Page excerpt:
According to Feeding Middlesex County, 8.7 percent of county residents, or 1 in 8 residents, are food insecure, meaning more than 70,000 residents do not have “reliable access to enough healthy and culturally appropriate food” on a daily basis.

Twenty-eight percent of public school students in Middlesex County receive free or reduced lunches, meaning more than 44,000 children in the county do not have enough to eat when they are not in school, especially on weekends and during the summertime, according to data on Feeding Middlesex County’s website.

South Brunswick High School Athletics Director Elaine McGrath, past president of the conference and the New Jersey State Interscholastic Athletic Association, said she and her peers “were talking as a group” during a recent Zoom video conference “that it would be a great idea for our student-athletes and coaches to give back to the community that’s been so generous to the GMC.”

Record extracts:

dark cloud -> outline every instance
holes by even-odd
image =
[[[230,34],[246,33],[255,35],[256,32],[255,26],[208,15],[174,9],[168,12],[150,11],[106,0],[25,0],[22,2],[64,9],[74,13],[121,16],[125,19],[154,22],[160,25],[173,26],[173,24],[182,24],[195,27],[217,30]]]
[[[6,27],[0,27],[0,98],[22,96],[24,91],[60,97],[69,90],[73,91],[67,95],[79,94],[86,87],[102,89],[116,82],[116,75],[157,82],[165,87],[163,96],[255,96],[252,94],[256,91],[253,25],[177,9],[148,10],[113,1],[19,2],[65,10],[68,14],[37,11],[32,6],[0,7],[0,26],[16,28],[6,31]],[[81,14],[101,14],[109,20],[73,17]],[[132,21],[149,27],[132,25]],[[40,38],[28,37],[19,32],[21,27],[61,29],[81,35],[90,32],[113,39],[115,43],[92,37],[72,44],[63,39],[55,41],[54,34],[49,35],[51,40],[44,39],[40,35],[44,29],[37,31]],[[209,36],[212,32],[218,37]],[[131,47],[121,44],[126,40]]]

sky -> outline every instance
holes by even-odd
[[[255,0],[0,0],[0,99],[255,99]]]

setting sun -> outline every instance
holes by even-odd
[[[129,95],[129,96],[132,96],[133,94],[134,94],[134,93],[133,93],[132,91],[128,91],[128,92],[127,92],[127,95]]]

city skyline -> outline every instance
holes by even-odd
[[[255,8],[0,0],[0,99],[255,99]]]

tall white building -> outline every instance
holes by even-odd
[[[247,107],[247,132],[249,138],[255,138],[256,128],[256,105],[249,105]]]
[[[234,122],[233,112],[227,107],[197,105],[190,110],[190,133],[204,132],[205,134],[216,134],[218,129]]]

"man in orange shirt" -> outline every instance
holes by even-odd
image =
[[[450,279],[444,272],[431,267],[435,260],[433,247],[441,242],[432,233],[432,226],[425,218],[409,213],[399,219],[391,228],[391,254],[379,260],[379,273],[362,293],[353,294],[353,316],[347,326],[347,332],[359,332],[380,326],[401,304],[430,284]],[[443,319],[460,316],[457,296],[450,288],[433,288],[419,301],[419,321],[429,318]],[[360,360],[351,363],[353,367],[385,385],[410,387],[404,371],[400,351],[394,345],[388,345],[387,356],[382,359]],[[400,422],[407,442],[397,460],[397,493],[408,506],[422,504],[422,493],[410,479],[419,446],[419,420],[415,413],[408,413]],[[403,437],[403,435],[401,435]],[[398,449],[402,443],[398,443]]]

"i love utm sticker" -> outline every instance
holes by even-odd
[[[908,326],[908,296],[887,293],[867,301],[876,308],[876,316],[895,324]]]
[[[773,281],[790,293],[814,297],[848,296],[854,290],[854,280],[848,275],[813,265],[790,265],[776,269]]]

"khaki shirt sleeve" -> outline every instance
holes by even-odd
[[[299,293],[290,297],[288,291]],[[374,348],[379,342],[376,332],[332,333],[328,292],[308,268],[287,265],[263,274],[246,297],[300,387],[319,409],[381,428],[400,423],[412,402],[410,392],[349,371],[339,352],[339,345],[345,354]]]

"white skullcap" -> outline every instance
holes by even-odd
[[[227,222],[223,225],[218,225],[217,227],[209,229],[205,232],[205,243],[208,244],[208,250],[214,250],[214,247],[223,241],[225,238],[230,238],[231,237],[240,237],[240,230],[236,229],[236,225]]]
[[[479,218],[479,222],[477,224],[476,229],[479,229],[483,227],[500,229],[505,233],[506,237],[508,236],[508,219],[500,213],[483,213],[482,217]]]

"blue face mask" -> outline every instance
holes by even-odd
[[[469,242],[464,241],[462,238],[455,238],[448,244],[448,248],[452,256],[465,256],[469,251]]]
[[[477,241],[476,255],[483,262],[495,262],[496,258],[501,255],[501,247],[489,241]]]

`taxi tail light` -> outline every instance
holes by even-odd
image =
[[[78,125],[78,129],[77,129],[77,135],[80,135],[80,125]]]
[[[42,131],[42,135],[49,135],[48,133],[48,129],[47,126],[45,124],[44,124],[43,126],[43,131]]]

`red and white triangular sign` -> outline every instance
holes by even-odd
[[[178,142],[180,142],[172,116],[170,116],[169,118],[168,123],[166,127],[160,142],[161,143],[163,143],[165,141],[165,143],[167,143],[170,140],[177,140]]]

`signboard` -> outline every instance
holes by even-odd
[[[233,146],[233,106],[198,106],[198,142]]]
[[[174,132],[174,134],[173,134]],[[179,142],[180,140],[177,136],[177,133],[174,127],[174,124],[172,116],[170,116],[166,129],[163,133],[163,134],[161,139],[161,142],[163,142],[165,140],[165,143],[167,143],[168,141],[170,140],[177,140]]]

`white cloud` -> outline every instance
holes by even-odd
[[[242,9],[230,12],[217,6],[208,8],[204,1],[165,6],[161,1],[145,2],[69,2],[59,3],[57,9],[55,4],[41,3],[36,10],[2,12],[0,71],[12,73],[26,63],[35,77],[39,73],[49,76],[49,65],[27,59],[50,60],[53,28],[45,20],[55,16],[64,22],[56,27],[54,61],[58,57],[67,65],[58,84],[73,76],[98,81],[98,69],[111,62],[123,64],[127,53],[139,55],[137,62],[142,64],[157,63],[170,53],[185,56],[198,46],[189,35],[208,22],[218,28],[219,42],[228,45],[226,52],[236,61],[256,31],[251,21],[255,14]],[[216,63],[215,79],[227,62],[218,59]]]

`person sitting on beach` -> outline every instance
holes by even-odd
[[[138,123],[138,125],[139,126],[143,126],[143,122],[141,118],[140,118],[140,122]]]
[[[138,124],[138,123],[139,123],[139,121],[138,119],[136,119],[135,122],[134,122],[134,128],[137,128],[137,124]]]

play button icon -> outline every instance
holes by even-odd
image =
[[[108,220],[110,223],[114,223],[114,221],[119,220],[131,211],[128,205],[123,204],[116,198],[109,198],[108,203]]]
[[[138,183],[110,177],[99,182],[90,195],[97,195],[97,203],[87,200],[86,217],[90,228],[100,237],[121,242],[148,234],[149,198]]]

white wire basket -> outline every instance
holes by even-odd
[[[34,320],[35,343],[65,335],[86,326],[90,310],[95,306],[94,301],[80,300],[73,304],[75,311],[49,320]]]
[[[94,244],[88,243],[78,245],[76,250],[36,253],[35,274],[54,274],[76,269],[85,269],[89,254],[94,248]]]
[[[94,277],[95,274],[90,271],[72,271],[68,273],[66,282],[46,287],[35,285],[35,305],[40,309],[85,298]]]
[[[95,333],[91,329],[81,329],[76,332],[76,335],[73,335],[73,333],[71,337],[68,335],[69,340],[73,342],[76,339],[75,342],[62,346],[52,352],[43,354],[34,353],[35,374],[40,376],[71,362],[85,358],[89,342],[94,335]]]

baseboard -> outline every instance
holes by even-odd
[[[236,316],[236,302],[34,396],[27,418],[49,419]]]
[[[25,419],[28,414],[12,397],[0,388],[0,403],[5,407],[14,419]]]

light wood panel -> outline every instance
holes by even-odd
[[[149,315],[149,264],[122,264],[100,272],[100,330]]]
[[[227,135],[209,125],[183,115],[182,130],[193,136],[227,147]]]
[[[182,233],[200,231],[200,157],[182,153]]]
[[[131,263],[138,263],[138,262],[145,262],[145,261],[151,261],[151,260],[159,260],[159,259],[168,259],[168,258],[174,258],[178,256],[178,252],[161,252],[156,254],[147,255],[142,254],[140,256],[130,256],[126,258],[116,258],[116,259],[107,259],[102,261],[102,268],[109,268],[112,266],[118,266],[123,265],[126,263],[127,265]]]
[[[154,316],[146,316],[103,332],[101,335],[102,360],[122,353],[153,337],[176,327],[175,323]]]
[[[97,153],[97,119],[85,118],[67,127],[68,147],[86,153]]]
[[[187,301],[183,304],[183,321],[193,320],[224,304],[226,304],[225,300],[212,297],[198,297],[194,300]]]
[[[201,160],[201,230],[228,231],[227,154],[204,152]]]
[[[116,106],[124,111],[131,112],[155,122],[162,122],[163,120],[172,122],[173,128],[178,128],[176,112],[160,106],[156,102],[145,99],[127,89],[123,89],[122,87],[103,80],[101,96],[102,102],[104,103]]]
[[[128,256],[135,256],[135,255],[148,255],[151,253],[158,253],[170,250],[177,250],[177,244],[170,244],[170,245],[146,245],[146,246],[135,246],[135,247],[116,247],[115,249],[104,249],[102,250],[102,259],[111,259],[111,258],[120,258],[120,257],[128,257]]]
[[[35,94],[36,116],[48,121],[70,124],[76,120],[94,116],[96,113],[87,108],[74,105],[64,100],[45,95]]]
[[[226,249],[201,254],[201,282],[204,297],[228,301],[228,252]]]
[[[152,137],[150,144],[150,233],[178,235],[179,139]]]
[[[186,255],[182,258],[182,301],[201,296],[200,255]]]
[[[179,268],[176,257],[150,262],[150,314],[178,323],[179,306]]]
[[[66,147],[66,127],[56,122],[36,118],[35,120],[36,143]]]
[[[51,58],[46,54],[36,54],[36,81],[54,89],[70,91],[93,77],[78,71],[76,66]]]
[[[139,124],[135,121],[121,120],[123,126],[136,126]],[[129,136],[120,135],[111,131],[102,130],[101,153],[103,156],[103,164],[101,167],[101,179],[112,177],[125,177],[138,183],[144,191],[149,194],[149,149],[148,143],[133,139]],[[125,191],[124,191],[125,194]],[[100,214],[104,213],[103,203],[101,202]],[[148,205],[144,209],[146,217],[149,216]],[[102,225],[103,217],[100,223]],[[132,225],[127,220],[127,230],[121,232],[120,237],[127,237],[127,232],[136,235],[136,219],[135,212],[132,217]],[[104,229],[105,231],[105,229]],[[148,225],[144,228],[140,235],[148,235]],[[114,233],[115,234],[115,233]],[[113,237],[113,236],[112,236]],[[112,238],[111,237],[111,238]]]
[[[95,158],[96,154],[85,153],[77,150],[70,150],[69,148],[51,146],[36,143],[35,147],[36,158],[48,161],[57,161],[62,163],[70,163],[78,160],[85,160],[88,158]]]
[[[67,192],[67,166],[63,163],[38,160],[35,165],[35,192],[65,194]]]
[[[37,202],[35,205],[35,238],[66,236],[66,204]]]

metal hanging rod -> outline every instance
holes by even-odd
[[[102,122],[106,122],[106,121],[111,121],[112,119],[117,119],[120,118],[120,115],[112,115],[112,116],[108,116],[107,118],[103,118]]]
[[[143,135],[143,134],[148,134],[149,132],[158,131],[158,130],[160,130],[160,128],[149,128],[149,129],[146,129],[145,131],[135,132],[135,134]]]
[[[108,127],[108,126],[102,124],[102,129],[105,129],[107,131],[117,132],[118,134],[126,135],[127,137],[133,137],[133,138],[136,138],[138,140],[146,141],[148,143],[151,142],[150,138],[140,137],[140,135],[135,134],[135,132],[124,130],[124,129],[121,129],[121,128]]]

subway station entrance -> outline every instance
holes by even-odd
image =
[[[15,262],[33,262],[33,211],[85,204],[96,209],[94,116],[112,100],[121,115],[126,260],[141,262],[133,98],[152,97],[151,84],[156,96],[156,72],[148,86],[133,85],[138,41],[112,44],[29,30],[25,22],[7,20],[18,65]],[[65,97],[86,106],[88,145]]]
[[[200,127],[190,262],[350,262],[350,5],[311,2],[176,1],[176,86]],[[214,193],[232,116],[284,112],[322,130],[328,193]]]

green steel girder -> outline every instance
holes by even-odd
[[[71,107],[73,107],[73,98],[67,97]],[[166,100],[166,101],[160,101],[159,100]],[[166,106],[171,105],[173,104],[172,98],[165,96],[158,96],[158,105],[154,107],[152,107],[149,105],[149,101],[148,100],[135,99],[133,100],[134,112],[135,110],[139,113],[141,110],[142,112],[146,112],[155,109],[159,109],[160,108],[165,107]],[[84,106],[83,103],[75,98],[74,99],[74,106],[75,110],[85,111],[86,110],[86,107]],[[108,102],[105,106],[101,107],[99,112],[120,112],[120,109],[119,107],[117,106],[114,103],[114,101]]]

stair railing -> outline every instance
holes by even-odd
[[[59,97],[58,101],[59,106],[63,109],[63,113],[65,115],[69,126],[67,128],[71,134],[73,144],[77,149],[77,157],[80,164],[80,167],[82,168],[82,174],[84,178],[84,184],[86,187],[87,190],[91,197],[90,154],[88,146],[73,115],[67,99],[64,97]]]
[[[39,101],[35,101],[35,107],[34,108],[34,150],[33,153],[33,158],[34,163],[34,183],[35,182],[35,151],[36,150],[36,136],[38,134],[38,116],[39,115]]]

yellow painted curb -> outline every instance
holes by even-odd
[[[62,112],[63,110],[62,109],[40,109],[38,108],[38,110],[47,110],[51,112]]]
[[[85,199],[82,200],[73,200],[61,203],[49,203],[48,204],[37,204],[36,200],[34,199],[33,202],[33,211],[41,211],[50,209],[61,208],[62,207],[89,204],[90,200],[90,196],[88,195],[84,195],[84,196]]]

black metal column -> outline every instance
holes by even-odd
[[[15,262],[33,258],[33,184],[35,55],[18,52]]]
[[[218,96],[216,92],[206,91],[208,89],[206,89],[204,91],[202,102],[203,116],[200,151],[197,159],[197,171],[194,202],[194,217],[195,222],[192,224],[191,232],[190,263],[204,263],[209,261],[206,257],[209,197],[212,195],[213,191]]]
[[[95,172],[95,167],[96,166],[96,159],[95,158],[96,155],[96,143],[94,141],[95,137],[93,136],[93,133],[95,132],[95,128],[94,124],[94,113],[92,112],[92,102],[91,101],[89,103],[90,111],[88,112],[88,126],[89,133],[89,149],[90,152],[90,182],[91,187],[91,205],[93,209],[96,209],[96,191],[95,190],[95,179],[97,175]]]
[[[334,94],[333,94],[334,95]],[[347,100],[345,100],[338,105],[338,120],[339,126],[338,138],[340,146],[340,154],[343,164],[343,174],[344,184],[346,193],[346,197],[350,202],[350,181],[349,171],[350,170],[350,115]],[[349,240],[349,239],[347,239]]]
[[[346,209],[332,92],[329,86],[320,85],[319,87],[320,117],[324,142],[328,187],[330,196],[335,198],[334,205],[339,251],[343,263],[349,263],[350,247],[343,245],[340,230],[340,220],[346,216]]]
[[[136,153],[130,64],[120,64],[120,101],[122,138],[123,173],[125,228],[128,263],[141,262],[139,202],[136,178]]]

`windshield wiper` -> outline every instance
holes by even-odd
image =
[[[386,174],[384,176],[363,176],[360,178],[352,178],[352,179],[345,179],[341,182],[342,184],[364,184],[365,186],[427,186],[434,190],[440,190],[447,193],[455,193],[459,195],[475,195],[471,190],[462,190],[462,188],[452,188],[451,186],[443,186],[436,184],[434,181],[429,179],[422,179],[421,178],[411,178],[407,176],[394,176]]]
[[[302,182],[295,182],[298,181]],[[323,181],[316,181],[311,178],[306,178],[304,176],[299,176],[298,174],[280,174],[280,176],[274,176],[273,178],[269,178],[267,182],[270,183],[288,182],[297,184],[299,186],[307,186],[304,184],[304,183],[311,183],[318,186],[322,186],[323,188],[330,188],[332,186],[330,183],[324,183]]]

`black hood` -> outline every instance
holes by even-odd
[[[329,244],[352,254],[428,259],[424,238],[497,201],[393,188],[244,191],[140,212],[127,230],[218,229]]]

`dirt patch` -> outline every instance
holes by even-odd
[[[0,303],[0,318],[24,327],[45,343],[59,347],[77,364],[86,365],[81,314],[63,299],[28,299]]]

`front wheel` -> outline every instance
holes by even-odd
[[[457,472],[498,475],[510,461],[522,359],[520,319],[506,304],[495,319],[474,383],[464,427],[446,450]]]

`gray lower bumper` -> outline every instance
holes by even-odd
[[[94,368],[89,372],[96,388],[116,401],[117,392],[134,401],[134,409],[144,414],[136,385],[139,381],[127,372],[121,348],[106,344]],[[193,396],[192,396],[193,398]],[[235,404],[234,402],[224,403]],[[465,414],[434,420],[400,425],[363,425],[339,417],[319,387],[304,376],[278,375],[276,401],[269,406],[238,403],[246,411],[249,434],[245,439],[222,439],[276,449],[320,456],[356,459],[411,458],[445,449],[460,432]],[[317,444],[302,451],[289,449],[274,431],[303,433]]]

Task brief: Please write the next part of the article on food insecurity in Middlesex County, starting after its final sentence. The lines are separate material and have no connection to the article.

Solved exercise:
“We’ve been involved with the freeholders for a number of years and they’ve been generous to us. Middlesex County is one of the top places (in New Jersey) where this disease has broken out. We know by helping MCFOODS, we are helping maybe some of our own families in need.”

New Jersey ranks second in the country with more than 113,000 residents testing positive for the coronavirus and second nationally with 6,442 COVID-19 related deaths.

Middlesex County has accounted for 11,062 of those positive cases and 402 of those deaths.

Noting the conference has thousands of student-athletes and coaches at the varsity and subvarsity levels, McGrath said she believes the online fundraiser is “a great opportunity for everybody to get together” to make a difference.

“Thank you to Freeholder Kenny and Ms. McGrath for taking the lead in this invaluable initiative,” said Senator Patrick J. Diegnan Jr., who is a member of The Marisa Tufaro Foundation’s board of trustees. “It is inconceivable going through this crisis and also not being able to feed your family. I can’t think of a more worthwhile initiative.”

According to the latest data on its web site, MCFOODS in 2018 distributed 953 tons of food, which represented food donations from food drives and permanent food donation sites as well as financial donations used to purchase additional food to the more than 120 pantries in its network.

Feeding Middlesex County raises funds to purchase food and equipment to assist qualifying agencies in procuring, storing, preserving and transporting food and other necessary items to food-insecure neighbors through the county food bank.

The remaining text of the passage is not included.